Логотип LiveLibbetaК основной версии

Рецензия на книгу

Над кукушкиным гнездом

Кен Кизи

  • Аватар пользователя
    laonov10 мая 2020 г.

    Достучаться до небес

    Из нашей больницы открывался довольно мрачный вид на дом, крышу которого вечно ремонтировали.
    Часто на крыше можно было увидеть человек 12-13, и это походило на массовый приступ лунатизма.
    Особенно это было живописно на вечерней заре.
    Мы иногда спорили с санитарами, доказывая им, что этот странный дом с лунатиками — дом сумасшедших, а наш дом — нормальный, и что они всё перепутали и это не нас нужно лечить.
    Врачи смеялись над нами…
     
    Иногда они подкидывали в палаты разные книги: Карамазовых, Каренину, Идиота, Муму.
    Палата вспыхивала лиственной и внимательной тишиной.
    Санитары выжидали, и вот, начиналось представление на прогулке.
    Несчастные воображали себя персонажами книг, перепутывая всё что можно: Князь Мышкин бросался под поезд.
    Каренина, перевязав голову влажным полотенцем, общалась в семерках комнаты с чёртом, похожим на карликового мужичка.
    Вронский на скачках, как полоумный, нёсся на стуле по залу, набирал скорость и уезжал прямиком на войну освобождать сербов: Анна падала в обморок.. вместе с Толстым.
    Герасим волок за ногу к реке упирающуюся и орущую барыню, сбрасывал её с лодки в воду.
    Собака рядом улыбчиво виляла хвостом, смотря на него.
    Герасим с трудом выговаривал: сссука!
     
    А однажды к нам в палаты подкинули разрозненные части романа «Над кукушкиным гнездом».

**СТРОКИ**
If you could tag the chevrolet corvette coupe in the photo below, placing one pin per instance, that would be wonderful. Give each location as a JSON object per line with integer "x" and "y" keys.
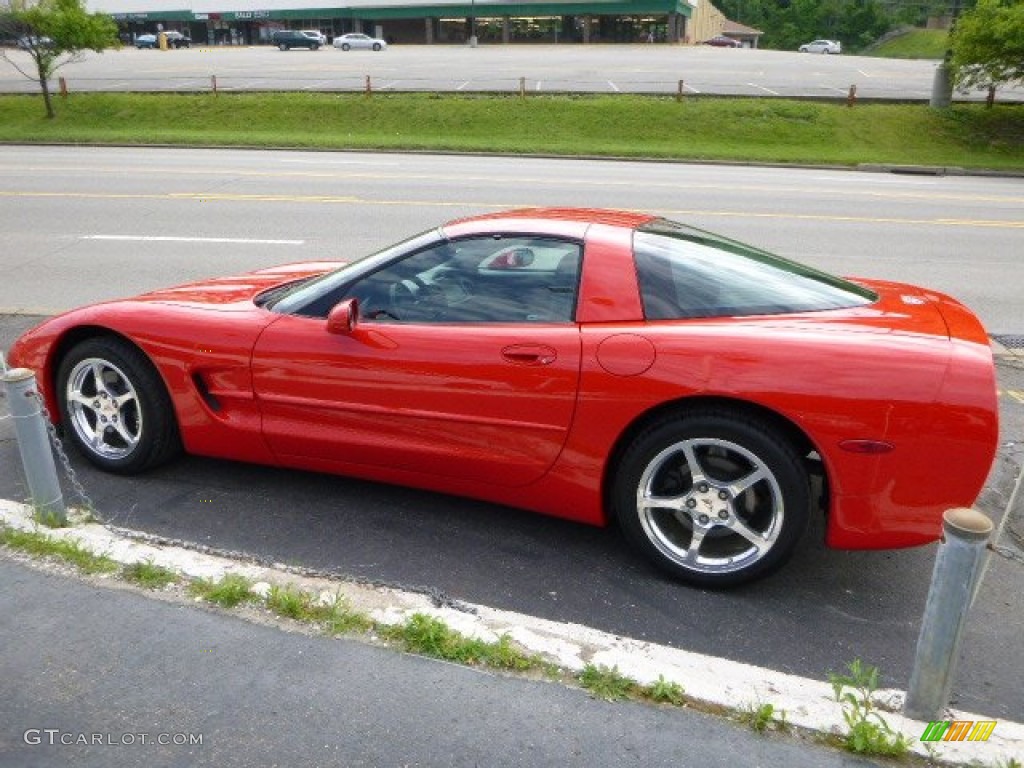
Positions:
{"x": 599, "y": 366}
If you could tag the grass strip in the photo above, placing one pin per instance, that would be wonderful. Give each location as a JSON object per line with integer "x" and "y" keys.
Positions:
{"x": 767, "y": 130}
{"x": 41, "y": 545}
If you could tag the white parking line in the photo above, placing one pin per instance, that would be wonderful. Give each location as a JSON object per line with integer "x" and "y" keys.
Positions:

**ЗАДАНИЕ**
Какие книги перечислены в рецензии после слов «подкидывали в палаты разные книги»? Назовите их в той форме, в какой они там записаны.

**ВАШ ОТВЕТ**
Карамазовых, Каренину, Идиота, Муму